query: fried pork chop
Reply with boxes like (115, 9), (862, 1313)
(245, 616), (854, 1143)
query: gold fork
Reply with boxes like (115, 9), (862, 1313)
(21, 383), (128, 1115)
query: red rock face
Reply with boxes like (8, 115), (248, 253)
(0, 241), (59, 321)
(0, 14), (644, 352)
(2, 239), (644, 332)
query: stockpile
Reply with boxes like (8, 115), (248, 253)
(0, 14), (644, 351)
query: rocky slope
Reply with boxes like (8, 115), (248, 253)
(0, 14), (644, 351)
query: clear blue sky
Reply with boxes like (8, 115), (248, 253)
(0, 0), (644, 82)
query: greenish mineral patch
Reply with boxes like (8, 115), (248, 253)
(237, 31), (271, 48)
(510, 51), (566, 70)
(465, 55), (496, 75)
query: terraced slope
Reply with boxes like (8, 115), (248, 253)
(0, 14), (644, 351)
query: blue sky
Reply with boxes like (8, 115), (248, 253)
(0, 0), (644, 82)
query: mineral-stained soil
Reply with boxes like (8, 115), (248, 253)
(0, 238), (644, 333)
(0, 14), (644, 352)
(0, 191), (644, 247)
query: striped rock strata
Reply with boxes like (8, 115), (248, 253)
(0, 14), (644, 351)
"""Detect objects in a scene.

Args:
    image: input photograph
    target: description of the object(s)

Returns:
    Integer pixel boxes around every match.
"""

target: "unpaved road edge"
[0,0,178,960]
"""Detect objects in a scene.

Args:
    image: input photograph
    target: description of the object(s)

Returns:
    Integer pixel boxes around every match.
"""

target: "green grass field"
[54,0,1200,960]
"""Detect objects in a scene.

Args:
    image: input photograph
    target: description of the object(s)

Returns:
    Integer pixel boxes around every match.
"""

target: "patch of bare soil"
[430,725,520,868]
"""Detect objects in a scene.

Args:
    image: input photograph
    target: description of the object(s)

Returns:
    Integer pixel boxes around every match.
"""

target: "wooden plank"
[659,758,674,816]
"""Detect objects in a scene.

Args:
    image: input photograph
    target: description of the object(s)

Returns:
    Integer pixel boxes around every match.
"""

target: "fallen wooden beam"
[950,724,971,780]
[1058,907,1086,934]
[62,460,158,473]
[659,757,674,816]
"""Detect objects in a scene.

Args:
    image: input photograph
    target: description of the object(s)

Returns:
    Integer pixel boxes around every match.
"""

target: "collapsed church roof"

* * * * * * *

● Your task: Copy every row above without changing a single character.

● Task answer:
query: fried pork chop
Reply with boxes like (115, 9), (862, 1313)
(245, 616), (854, 1143)
query: gold fork
Reply with boxes like (115, 9), (862, 1313)
(21, 383), (128, 1115)
query: red rock face
Reply with boxes like (8, 115), (248, 253)
(0, 241), (59, 321)
(0, 14), (644, 352)
(2, 239), (644, 332)
query: stockpile
Reply with boxes like (8, 115), (248, 253)
(0, 14), (644, 351)
query: rocky slope
Reply with boxes like (8, 115), (248, 253)
(0, 14), (644, 351)
query: clear blue sky
Reply with boxes like (8, 115), (248, 253)
(0, 0), (644, 82)
query: greenish mineral patch
Reply with boxes like (8, 115), (248, 253)
(237, 31), (271, 48)
(510, 51), (566, 70)
(465, 55), (496, 75)
query: terraced slope
Reply with boxes like (8, 115), (248, 253)
(0, 14), (644, 351)
query: blue sky
Reply with boxes like (8, 115), (248, 253)
(0, 0), (644, 82)
query: mineral-stained soil
Reply with boxes like (8, 115), (248, 253)
(0, 238), (644, 333)
(0, 14), (644, 352)
(0, 191), (644, 247)
query: striped rock strata
Reply with boxes like (8, 115), (248, 253)
(0, 14), (644, 351)
"""Detect objects in a scene.

Args:
    image: input photograph
    target: description of the object(s)

Returns:
    Integer pixel boxes around every match.
"""

target: "unpaved road edge"
[0,0,178,960]
"""Detect objects in a scene.

Args:
    image: input photograph
    target: description of the object(s)

Returns:
    Integer pixel boxes around every match.
"""

target: "green grass field"
[54,0,1200,960]
"""Detect objects in a scene.

Args:
    image: input photograph
    target: description of the object(s)

Returns:
    Integer pixel boxes around every match.
"""

target: "patch of bare soil"
[430,725,520,868]
"""Detect objects in a scene.

Args:
    image: input photograph
    target: description of the object(s)

Returns:
    Integer pixel boxes around every match.
"""

target: "wooden plank"
[659,758,674,816]
"""Detect objects in a scene.

Args:
    image: input photograph
    target: description of the object(s)

Returns:
    Integer pixel boxes around every match.
"""

target: "fallen wooden beam"
[950,724,971,780]
[1058,907,1086,934]
[62,460,158,473]
[659,757,674,816]
"""Detect objects in a scene.

Args:
    image: input photograph
    target: description of the object(s)

Returns:
    Integer pixel boxes around every match.
"""

target: "collapsed church roof"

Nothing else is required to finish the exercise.